(Natural language region descriptions)
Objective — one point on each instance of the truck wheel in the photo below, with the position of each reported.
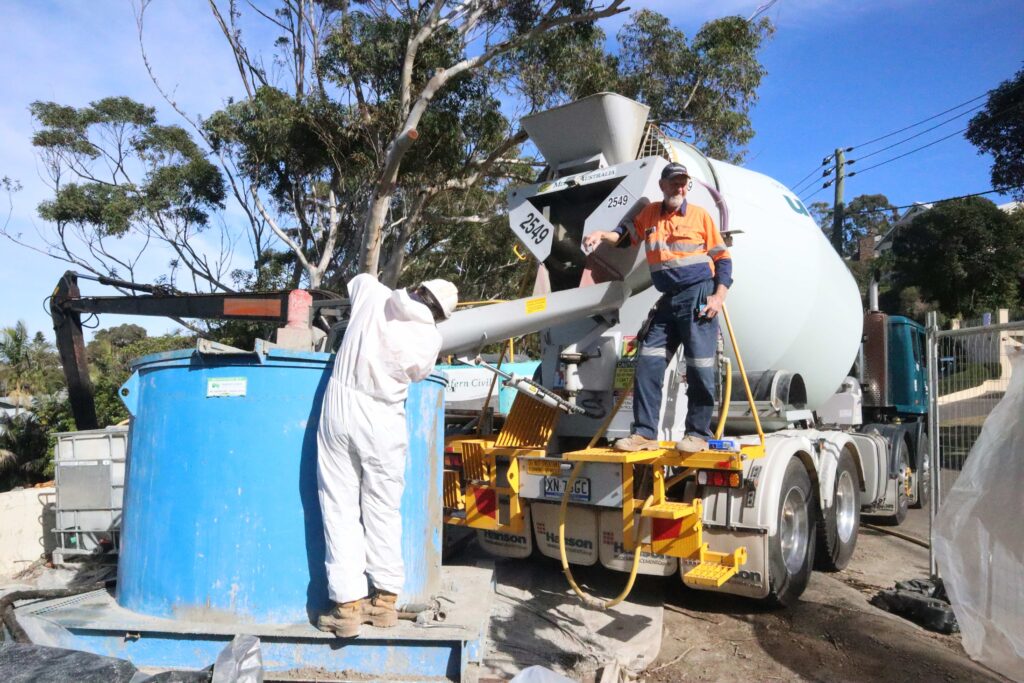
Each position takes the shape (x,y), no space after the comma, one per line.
(923,475)
(837,528)
(792,549)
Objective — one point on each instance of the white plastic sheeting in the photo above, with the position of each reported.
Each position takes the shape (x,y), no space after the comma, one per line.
(978,541)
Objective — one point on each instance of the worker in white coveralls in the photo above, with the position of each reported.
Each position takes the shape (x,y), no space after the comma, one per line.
(391,340)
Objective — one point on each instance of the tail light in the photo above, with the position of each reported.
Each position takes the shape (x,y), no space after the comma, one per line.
(719,478)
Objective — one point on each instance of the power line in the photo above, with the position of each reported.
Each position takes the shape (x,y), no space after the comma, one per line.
(995,190)
(927,130)
(801,181)
(907,154)
(810,197)
(936,141)
(931,118)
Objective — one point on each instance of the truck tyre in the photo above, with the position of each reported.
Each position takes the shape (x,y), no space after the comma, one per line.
(792,548)
(837,527)
(923,475)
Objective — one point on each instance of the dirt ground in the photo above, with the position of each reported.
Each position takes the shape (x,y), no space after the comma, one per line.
(833,634)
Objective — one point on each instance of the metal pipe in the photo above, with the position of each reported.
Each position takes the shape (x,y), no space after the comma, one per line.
(933,433)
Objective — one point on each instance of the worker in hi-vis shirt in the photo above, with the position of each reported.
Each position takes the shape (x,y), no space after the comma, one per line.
(391,340)
(690,265)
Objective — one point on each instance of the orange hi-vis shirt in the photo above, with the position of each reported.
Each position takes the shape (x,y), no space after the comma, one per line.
(683,247)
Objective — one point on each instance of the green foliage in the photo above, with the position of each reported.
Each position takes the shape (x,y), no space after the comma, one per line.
(966,254)
(25,456)
(29,366)
(998,130)
(705,87)
(970,375)
(111,355)
(155,172)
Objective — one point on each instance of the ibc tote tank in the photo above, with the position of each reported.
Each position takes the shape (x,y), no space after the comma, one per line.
(221,517)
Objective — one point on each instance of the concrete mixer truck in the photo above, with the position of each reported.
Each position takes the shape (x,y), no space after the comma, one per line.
(809,432)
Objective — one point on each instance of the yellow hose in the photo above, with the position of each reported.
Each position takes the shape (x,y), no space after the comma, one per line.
(591,601)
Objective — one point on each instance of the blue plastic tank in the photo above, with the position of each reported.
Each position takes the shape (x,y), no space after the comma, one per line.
(221,518)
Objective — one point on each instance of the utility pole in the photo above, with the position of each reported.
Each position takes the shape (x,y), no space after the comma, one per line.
(838,205)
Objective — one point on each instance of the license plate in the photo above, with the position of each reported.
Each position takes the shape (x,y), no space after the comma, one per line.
(555,487)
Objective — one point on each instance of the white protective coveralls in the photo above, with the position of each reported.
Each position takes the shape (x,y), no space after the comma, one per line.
(390,342)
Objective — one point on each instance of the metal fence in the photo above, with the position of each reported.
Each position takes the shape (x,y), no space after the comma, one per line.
(969,372)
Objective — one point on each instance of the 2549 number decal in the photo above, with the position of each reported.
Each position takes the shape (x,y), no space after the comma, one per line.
(534,228)
(622,200)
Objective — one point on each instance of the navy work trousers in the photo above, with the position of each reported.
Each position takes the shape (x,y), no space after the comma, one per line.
(675,323)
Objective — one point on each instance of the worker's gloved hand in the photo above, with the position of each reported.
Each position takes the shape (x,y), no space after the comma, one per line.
(713,306)
(594,240)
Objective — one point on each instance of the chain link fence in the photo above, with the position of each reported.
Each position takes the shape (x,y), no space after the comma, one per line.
(969,372)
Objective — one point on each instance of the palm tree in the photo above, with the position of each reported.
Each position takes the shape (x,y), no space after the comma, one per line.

◆ **What is expected**:
Retrieve each line from the records above where the word "truck" occurs.

◆ **Answer box**:
Objective — one point on each instance of the truck wheel in the photo below, with the position of each reported.
Objective — one point on each instance of the truck tyre in the photo above, with the position of each reported.
Objective — one point on each instance of the concrete mixer truck in the photo above, with the position of each reported.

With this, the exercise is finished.